*** Supplied material ***
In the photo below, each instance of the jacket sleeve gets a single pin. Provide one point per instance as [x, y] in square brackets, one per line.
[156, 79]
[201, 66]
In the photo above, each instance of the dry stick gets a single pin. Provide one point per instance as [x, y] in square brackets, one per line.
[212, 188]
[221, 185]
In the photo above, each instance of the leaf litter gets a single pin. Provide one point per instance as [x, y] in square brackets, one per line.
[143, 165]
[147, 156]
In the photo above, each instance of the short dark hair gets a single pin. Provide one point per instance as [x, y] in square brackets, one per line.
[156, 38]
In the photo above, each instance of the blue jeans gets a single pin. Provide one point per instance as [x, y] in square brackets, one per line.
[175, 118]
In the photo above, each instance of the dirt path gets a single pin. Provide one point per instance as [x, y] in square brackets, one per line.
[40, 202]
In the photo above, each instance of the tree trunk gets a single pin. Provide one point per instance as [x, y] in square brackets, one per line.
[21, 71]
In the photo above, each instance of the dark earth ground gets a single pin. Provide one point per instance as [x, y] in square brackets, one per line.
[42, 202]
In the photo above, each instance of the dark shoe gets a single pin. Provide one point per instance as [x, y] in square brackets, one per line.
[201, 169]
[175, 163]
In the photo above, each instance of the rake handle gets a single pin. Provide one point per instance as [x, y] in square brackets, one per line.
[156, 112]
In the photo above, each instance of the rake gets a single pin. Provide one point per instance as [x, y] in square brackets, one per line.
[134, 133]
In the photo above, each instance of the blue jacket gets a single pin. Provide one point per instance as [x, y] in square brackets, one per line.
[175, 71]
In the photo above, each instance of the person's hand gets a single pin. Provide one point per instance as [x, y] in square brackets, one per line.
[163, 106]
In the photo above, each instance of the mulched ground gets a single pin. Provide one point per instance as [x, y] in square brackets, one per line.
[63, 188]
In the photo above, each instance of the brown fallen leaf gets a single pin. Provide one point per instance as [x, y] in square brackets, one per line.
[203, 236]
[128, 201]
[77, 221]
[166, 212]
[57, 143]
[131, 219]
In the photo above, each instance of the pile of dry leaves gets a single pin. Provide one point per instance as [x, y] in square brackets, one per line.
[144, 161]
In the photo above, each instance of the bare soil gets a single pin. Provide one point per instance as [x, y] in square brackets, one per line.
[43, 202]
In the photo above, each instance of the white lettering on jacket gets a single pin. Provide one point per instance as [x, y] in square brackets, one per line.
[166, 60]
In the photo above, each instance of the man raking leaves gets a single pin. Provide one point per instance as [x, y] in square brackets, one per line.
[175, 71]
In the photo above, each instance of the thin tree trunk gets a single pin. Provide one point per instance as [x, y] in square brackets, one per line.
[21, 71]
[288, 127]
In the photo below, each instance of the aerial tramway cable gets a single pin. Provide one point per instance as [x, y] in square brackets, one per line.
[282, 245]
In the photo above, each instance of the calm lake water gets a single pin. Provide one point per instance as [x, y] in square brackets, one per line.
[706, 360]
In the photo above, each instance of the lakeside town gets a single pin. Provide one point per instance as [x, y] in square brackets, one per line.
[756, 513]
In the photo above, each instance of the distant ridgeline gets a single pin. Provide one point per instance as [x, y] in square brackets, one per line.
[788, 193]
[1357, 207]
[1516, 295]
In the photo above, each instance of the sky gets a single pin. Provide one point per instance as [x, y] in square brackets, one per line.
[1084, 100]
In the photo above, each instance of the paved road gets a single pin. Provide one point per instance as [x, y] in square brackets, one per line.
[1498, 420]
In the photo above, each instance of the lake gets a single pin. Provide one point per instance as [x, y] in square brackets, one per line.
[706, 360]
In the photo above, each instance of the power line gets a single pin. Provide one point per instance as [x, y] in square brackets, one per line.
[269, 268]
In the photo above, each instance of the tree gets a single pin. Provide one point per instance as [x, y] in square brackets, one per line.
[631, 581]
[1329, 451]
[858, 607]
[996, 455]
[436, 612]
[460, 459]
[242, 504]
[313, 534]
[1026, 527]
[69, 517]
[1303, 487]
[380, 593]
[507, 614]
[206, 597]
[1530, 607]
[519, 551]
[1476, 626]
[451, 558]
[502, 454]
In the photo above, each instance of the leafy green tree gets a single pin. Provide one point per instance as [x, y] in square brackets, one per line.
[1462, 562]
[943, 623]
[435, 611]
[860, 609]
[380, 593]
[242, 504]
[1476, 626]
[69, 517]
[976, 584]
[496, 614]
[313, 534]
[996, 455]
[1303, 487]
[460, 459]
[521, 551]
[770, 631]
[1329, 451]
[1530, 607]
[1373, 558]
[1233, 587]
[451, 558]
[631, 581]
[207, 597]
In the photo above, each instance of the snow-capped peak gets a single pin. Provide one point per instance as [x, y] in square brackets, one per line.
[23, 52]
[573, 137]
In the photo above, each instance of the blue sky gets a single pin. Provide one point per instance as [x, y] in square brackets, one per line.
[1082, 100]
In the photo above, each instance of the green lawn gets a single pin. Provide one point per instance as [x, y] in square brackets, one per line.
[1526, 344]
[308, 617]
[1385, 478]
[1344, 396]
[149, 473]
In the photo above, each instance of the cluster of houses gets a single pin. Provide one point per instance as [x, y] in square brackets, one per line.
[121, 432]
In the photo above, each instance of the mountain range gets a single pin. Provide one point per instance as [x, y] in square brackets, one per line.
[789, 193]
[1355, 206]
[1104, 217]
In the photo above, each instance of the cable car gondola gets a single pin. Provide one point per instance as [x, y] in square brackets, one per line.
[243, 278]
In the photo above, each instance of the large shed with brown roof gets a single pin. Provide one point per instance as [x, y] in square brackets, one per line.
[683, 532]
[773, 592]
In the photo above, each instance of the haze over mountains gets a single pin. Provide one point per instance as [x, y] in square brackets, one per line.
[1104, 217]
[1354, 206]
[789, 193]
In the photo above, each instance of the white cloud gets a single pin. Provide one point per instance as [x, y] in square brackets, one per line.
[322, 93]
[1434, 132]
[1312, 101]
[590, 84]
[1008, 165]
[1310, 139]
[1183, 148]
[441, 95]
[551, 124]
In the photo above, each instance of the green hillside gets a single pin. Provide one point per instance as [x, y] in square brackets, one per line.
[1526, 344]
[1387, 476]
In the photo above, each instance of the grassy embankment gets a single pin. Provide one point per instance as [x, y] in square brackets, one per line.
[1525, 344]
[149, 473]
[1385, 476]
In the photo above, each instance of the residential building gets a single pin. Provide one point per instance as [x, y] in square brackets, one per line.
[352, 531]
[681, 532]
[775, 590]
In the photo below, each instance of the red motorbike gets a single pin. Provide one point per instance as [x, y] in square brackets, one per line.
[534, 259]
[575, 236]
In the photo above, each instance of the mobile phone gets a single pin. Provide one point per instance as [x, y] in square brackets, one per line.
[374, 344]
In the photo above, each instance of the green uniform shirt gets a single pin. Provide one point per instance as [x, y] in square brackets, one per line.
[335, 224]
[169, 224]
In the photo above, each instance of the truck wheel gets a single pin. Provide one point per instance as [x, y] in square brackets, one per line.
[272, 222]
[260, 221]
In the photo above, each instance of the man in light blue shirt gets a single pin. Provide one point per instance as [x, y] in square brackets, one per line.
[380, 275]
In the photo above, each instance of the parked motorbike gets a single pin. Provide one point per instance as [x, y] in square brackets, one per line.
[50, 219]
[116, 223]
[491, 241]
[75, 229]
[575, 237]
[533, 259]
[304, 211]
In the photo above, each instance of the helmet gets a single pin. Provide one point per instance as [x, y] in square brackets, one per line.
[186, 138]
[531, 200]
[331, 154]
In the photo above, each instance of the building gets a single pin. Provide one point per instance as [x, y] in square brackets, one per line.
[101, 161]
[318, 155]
***
Instructions for the task: The answer must be the complete set of entries, retyped exactly.

Output:
In the photo below, each instance of the jacket sleeve gets a single pin. Provide one point per instance as [x, y] in square brackets, one per line.
[156, 79]
[201, 66]
In the photo above, each instance of the dry stick gets a single pin. Provide one point per instance as [x, y] in square brackets, one per line.
[212, 188]
[221, 185]
In the photo above, each instance of the leaf litter gets a single pin. Provide one point per instance as [x, y] in square brackets, one per line.
[143, 165]
[147, 156]
In the photo above, each instance of the short dark hair gets a single pin. Provide one point per instance as [x, y] in square brackets, one per line.
[156, 38]
In the photo above, each instance of the blue jeans gets a single pin. Provide one point per instance as [x, y] in square brackets, one per line.
[175, 118]
In the photo above, each instance of the dirt path gets a single pin. Provide one point per instance as [x, y] in square brackets, one per line.
[40, 202]
In the photo above, each instance of the tree trunk gets a single pin. Provide one point per instance as [x, y] in square brackets, one per line.
[21, 71]
In the photo above, each instance of the dark earth ground gets a single pin. Provide one point per instance as [x, y] in square brackets, one per line.
[42, 202]
In the photo above, each instance of the dark shoe gets a single pin. Provide one point per instance as [x, y] in square brackets, one per line.
[201, 169]
[175, 163]
In the photo above, each instance of the rake handle gets a single pin. Provide one point per instance as [x, y] in square brackets, one per line.
[156, 112]
In the photo above, each instance of the rake gets a single pin. Provide one point per instance as [x, y] in square brackets, one per line.
[134, 133]
In the photo above, each instance of the blue jacket gets a single pin. Provide one point per instance as [x, y] in square brackets, one per line.
[175, 71]
In the photo above, each instance of the person's hand gets a single pin. Provide one point per instance as [x, y] in square brackets, one per line.
[163, 106]
In the photo above, each instance of the mulched ground gets a single pin. Provide one point per instance as [x, y] in square brackets, one per line.
[63, 188]
In the photo above, each instance of the brown fallen leaf gets a single pin. Provide one point per instance as [x, y] in square brackets, one per line.
[203, 236]
[128, 201]
[77, 221]
[166, 212]
[57, 143]
[131, 219]
In the photo above, each instance of the pile of dry leaves gets a single pin. Provide one point per instance as [x, y] in square brackets, one per line.
[144, 161]
In the photo above, each instance of the bare soil gets a single pin. Provide one point per instance as [x, y] in square brackets, one per line.
[43, 202]
In the photo above, each instance of the white lettering on jacket gets a single pin. Provide one point per instance as [x, y] in square brackets, one per line.
[166, 60]
In the photo above, each instance of the man raking leaves gets a single pin. Provide one point per instance as [x, y] in square brackets, one per line.
[175, 71]
In the photo above, each instance of the thin tree trunk gets a single pin. Provide one point per instance as [x, y] in square brackets, one per line.
[21, 71]
[288, 127]
In the photo below, each instance of the aerial tramway cable gets a single pin. Provide one point per instance as [x, y] in square brackets, one per line.
[282, 245]
In the photo above, each instance of the calm lake water gets a single pin. Provide one point per instance as [x, y] in square brackets, one per line.
[706, 360]
In the photo above, each instance of the lakeside town gets a single pin. Provide one point per instance as [x, y] in square brackets, one per line.
[756, 513]
In the photo above, each instance of the distant ridgeline gets a single pin. Provide one point per instance as [x, y] in square brackets, one per line.
[788, 193]
[1357, 207]
[1516, 295]
In the photo above, each instance of the sky gets a single pin. Provide one point per instance as [x, y] in square brackets, one per line.
[1084, 100]
In the photo above, each instance of the paved road gets a single pin. Provide one point per instance as [x, y] in square brackets, one per line.
[1498, 420]
In the photo above, each instance of the lake gets a single pin. Provide one point per instance as [x, y] in square brackets, one per line.
[706, 360]
In the photo above, each instance of the power line gets a single pin. Provide one point per instance as [x, y] in square brackets, one per line.
[269, 268]
In the photo above, each instance of the tree gets a single pin. Provide one point per instance as [x, y] in square brackets, one per line.
[631, 581]
[1329, 451]
[858, 607]
[996, 455]
[436, 612]
[460, 459]
[242, 504]
[313, 534]
[1026, 527]
[69, 517]
[1303, 487]
[380, 593]
[507, 614]
[206, 597]
[1530, 607]
[519, 551]
[1476, 626]
[451, 558]
[502, 454]
In the photo above, each instance of the leafy green tree gets a single pin. Provide one point per instance as [x, y] in square brackets, one per line.
[1462, 562]
[943, 623]
[435, 611]
[860, 609]
[380, 593]
[242, 504]
[1476, 626]
[69, 517]
[976, 584]
[496, 614]
[313, 534]
[996, 455]
[1303, 487]
[460, 459]
[521, 551]
[770, 631]
[1329, 451]
[1530, 607]
[1373, 558]
[1233, 587]
[451, 558]
[631, 581]
[207, 597]
In the photo above, each instance of the snow-capped peak gets a single pin. Provide one point per instance as [x, y] in square brackets, one per line.
[23, 52]
[573, 137]
In the photo above, each instance of the blue sky gets a single pin. Provide one point per instance as [x, y] in square brackets, one per line.
[1082, 100]
In the photo above, each instance of the green lawn gets a single pin. Provide one point per instance as [x, y] in square brackets, one per line.
[1526, 344]
[308, 617]
[1385, 478]
[1344, 396]
[149, 473]
In the photo above, each instance of the cluster of houses gets a single pin. Provide one point per instance as [x, y] in square brackets, one per line.
[121, 432]
In the photo above, each instance of the mountain range gets a single pin. Provide one point per instance as [x, y] in square brackets, one per line.
[789, 193]
[1355, 206]
[1104, 217]
In the photo above, each instance of the cable car gondola gets a single pin. Provide one point per instance as [x, y] in square brackets, one per line.
[243, 278]
In the photo above, each instance of the large shed with brown roof gets a single pin. Provide one point per instance as [x, y] in square brackets, one per line.
[683, 532]
[773, 592]
In the photo above, each instance of the haze over mountains gets a single pin. Provide one point per instance as [x, y] in square brackets, one per line.
[1104, 217]
[1354, 206]
[789, 193]
In the photo above, each instance of the white cloud gets a single pin. Provide one point per instance as [x, y] in square brackets, one per line.
[322, 93]
[1434, 132]
[1312, 101]
[590, 84]
[1008, 165]
[1310, 139]
[1183, 148]
[441, 95]
[551, 124]
In the photo above, each instance of the green hillside gets a single pin. Provide one point per instance as [x, y] in square brackets, one per line.
[1526, 344]
[1387, 476]
In the photo above, each instance of the grassy embankment gets a single pin. Provide one point per instance as [x, y] in square brackets, one per line.
[1525, 344]
[149, 473]
[1385, 476]
In the photo above, each instance of the residential building gets a single pin. Provide one point per instance as [x, y] in square brackets, one per line.
[352, 531]
[681, 532]
[775, 590]
In the photo below, each instance of the red motorbike gets a single pin. Provide one point per instance as [x, y] in square brackets, one per line.
[534, 259]
[575, 236]
In the photo above, each instance of the mobile phone gets a single pin. Provide one point per instance as [x, y] in square brackets, one per line.
[374, 344]
In the photo above, each instance of the green uniform shirt gets a single pin. Provide one point per instance as [x, y] in square brackets, one per line.
[335, 224]
[169, 224]
In the photo above, each instance of the truck wheel gets a single pin. Provide one point per instance as [x, y] in square brackets, one per line.
[272, 222]
[260, 221]
In the photo above, each instance of the man in light blue shirt gets a single pin. Provide one point per instance as [x, y] in square brackets, one per line.
[380, 275]
In the photo above, each instance of the parked motorbike gets a single pin. Provide one point per instance as [x, y] in square brackets, one per line.
[50, 219]
[116, 223]
[491, 241]
[75, 229]
[575, 237]
[533, 259]
[304, 211]
In the photo above, each instance of the helmet gets a single pin. Provide one point per instance as [x, y] in square brackets, one per line.
[186, 138]
[531, 200]
[331, 154]
In the photo above, each instance of the building gets a single pin. Provide one point per instance as [x, y] in square brackets, one per line.
[101, 161]
[318, 155]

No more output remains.